Consignes:
A - Réécrivez le passage de l'extrait sur la GPA qui va de « NB : Ce sont » jusqu'à « privée et familiale). », en remplaçant « le couple » par « les parents ».
B - Répondez brièvement à ces questions sur l'extrait consacré à la GPA :
(i) D'après Laurence Rossignol, le gouvernement va-t-il contester l'arrêt de la CEDH ?
(ii) Quels tribunaux ont refusé l'adoption par la conjointe de la mère ?
(iii) Quel article a été violé selon la reconnaissance faite au bénéfice des enfants ?

Une idée que confirme Aude Mirkovic. La CEDH, par cette décision, “nous oblige, en quelque sorte, à ‘fermer les yeux’ en cas de recours à une GPA à l’étranger“. Elle ajoute: “Vous pouvez désormais aller tranquillement à l’étranger vous acheter un enfant, la Cour européenne vous assure le service après-vente“. Pour Aude Mirkovic, peu de solutions existent une fois que “le mal est fait“. Les enfants ne peuvent être protégés en “bricol[ant] leur situation juridique“. Comment y remédier alors? “Leur éviter de subir ces PMA et GPA dont les conséquences sont irréparables“. Il faut également que “les juges refusent de collaborer à ces privations organisées de père ou de mère en refusant l’adoption par la conjointe de la mère (ou le conjoint du père), comme l’ont fait les tribunaux de Versailles et d’Aix“.

Réagissant à cet arrêt, Christiane Taubira a déclaré : “Nous n’allons pas toucher à ce principe d’ordre public (…) on ne remet pas en cause le principe d’interdiction absolue sur la gestation pour autrui. Donc on ne touche pas à notre Code civil, mais par contre nous sommes attentifs à la situation des enfants“. La secrétaire d’Etat à la Famille, Laurence Rossignol, quant à elle vient de déclarer aujourd’hui que l’arrêt de la CEDH ne sera pas contesté par le gouvernement.

NB : Ce sont les enfants, et non le couple, qui sont reconnus comme victimes d’une violation de l’article 8 (respect du droit à la vie privée et familiale).

Données:
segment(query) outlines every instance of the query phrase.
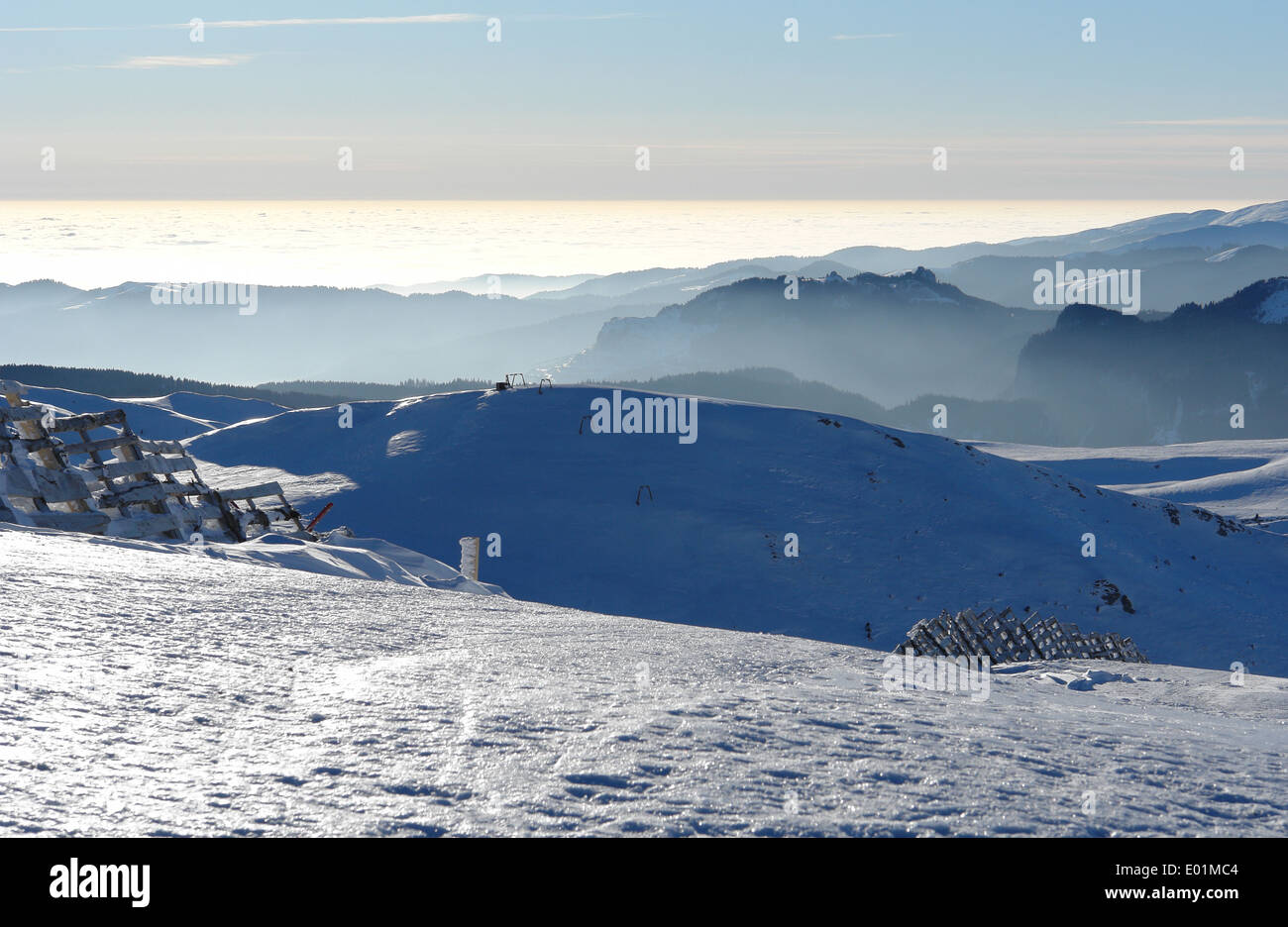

Corrigé:
A -
NB : Ce sont les enfants, et non les parents, qui sont reconnus comme victimes d’une violation de l’article 8 (respect du droit à la vie privée et familiale).

B -
(i) Non, l'arrêt ne sera pas contesté par le gouvernement.
(ii) Les tribunaux de Versailles et d'Aix.
(iii) L'article 8, relatif au respect du droit à la vie privée et familiale.